= Requirement 1 =
Rewrite the passage of the value-versus-growth article between "But DiCiurcio think" and "from Covid-19 lockdowns.", inclusive, swapping "recovery phase" for "rebound phase".
= Requirement 2 =
For each statement about the value-versus-growth article, answer yes or no according to whether the article supports it, and quote the words that decide it. (a) DiCiurcio expects US value stocks to beat US growth over the next 10 years by four to six percentage points a year for a UK investor. (b) The article says the charts come from Bloomberg. (c) The article attributes value's recent underperformance mainly to high inflation rates.
= Requirement 3 =
Please extend the article on value versus growth stocks, picking up after its final sentence.

= Supplied text =
Markets have been led by growth stocks for the past decade with US names in particular spearheading this trend but the tables could be flipped for the next decade, according to Vanguard senior investment strategist Kevin DiCiurcio.
DiCiurcio thinks that US value stocks will outperform US growth over the next 10 years.
The significant outperformance of growth versus value over the past decade is a well known market event, especially noticeable of US tech stocks.
Below shows the performance of the MSCI ACWI Value and MSCI ACWI Growth indices over the past 10 years, where growth’s outperformance is clearly evident.
Performance of MSCI ACWI Value vs MSCI ACWI Growth over the past 10yrs
Source: FE Analytics
According to Vanguard’s research, US growth stocks have outperformed is value peers by an average of 7.8 per cent per year.
But DiCiurcio think that “brighter days” are ahead for US value stocks. “This might seem a relatively safe prediction,” he added, given the outperformance of value stocks so far this year.
Over the past six months markets have moved into a recovery phase as economies and countries emerge from Covid-19 lockdowns.
This environment is favourable to cyclical assets such as commodities, energy and oil which typically perform better in times of stronger economic growth and inflation. It’s also a challenging environment for assets more sensitive to interest rate rises, another factor investors are looking at as inflation fears pick up.
Performance of MSCI ACWI Value vs MSCI ACWI Growth over the past six months
Source: FE Analytics
“The coming reversal of fortunes would restore the decades-long performance edge that academic researchers have ascribed to value stocks,” DiCiurcio said, as the “eyewatering” underperformance of value over the past decade is atypical of financial market history.
Younger investors might be especially sceptical of a substantial shift into value, DiCiurcio said, as they’ve seen technology share prices continuous rise and only really experienced growth stocks leading markets.
But the Vanguard strategist said there are several reasons why value will lead the US market for the next decade.
“To better understand past results and provide estimates of future returns, we identified fundamental forces – some secular, others cyclical – that drive changes in the value-growth relationship and constructed a related fair-value model,” he said.
According to this, the reason value stocks have underperformed in recent years is mainly down to “fundamental drivers, particularly low inflation rates, which boost the relative attractiveness of growth stocks’ more-distant cash flows”. But investor behaviour has played a role as well.
“We expect US value stocks to outperform US growth over the next 10 years by four to six percentage points, annualised, for a UK investor, and perhaps by an even wider margin over the next five years,” DiCiurcio said.
“To be clear, our outlook is for the style factors, or what might be termed ‘pure’ value and growth portfolios.”
Another reason why DiCiurcio expects value to succeed growth’s performance is that the “growth trade is overdone”.
The narrative of growth stocks’ outperformance has been in tangent with growing criticisms of the valuation of certain companies.

= Data supplied =
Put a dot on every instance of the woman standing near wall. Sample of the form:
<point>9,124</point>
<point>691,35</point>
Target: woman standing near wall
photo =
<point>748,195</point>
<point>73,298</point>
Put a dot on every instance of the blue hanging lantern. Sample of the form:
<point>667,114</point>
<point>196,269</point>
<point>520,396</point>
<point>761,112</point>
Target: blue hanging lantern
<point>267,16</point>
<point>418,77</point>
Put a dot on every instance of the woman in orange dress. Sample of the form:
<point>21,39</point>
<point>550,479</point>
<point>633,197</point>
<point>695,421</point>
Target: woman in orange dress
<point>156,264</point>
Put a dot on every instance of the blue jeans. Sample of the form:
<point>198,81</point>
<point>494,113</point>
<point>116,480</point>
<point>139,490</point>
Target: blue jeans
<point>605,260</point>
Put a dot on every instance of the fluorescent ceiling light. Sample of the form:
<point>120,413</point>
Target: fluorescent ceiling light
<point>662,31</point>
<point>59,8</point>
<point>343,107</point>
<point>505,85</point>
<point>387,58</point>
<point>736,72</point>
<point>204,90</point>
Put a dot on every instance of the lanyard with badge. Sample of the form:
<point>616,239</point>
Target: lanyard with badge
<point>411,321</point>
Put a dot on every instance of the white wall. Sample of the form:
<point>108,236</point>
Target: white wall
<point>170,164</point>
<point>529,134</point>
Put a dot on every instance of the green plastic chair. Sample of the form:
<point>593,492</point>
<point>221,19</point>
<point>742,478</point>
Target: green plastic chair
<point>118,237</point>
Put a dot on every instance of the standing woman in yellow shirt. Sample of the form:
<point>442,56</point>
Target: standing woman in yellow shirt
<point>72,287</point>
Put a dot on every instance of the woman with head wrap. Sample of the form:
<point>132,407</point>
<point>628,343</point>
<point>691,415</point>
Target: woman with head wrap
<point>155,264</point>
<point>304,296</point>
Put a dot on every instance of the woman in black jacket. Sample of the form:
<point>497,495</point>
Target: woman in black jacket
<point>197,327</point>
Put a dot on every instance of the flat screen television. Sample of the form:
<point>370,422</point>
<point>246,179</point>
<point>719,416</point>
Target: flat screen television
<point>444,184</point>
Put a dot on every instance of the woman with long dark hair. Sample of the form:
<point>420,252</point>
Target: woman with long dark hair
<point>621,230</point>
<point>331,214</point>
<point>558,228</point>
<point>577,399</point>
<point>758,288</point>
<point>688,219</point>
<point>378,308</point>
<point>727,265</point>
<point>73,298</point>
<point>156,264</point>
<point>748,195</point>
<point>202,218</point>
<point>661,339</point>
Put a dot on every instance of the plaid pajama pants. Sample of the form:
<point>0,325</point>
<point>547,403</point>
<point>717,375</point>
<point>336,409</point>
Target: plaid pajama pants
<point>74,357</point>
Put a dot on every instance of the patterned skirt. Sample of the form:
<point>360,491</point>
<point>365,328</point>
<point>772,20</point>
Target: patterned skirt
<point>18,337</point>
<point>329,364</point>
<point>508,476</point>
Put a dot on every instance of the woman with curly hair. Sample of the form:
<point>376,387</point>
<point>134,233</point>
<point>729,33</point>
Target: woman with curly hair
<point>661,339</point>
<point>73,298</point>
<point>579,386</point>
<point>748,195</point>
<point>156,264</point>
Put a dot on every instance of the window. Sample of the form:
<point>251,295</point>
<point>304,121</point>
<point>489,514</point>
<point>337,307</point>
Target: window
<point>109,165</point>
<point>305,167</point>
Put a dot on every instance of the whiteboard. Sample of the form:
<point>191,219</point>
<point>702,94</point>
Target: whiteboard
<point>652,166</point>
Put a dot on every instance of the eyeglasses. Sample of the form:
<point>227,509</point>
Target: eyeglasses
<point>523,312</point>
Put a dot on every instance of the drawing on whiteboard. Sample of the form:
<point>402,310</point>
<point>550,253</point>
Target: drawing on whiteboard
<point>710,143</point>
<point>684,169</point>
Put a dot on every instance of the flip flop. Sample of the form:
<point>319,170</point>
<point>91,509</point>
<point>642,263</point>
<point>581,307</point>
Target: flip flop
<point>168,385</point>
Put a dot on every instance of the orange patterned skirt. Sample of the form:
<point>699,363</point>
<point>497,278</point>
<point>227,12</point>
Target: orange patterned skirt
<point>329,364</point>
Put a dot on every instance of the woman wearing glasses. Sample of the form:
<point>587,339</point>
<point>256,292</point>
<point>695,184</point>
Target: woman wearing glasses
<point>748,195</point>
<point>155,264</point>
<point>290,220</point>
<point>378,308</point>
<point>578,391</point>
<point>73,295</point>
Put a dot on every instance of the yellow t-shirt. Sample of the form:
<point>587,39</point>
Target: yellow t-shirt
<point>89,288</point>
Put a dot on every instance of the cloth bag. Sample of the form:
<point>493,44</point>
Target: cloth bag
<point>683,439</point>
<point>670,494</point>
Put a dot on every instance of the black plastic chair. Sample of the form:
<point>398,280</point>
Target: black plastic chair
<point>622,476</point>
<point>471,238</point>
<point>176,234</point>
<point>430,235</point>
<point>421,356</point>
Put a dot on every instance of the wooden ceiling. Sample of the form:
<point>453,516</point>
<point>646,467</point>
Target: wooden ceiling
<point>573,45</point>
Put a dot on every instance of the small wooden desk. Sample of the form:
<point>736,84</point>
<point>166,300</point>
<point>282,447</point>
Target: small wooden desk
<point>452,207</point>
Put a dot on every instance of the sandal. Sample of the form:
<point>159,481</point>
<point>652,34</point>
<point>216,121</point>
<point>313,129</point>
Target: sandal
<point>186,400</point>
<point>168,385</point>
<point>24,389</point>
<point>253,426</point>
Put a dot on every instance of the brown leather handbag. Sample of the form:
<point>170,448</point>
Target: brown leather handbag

= Answer section 1 =
But DiCiurcio think that “brighter days” are ahead for US value stocks. “This might seem a relatively safe prediction,” he added, given the outperformance of value stocks so far this year.
Over the past six months markets have moved into a rebound phase as economies and countries emerge from Covid-19 lockdowns.

= Answer section 2 =
(a) Yes: "by four to six percentage points, annualised, for a UK investor"
(b) No: "Source: FE Analytics"
(c) No: "particularly low inflation rates"

= Answer section 3 =
Conducting its own research on the relationship between fair-value deviations and future results, Vanguard observed that valuations are not a confirmation of future results.
“The relationship is an affirmation that, ultimately, valuations matter – the price we pay influences our return. That’s intuitive, right? So, too, is the imperfection of our model: While it reveals a relationship between fair-value deviations and future results, its predictions for relative performance are imprecise. That’s consistent with investment risk enabling but not guaranteeing potential returns,” DiCiurcio said.
Ultimately, if valuations gave an accurate picture of future returns “there’d be no risk,” he said. “Fortunately, that’s not how markets work.”
Taking this one step further, DiCiurcio explained that the large current deviation of growth stock valuations relative to Vanguard’s fair-value estimates is similar to what markets saw at the height of the dotcom bubble. Essentially ,they’re becoming as overpriced as they were when the bubble popped.
“When the bubble popped, value proceeded to outperform growth by 16 per cent, annualised, over the next five years,” the strategist said.
He added that there’s no absolute certainty that growth stocks are currently in a bubble.
But he added: “We believe that cyclical value-growth rotations are rooted in investor behaviour and that investors become more price-conscious when profit growth is abundant. Since 2008, corporate profit growth has been insufficient to sustain value stocks.
“Vanguard expects inflation to normalise and eventually exceed the Federal Reserve’s 2 per cent target this year and next. Corporate profits should strengthen amid economic recovery from the pandemic. Still, their impact on the ‘fair value of value’ may be modest. The ultimate driver of the coming rotation to value stocks, then, is apt to be a change in investors’ appetite for risk.”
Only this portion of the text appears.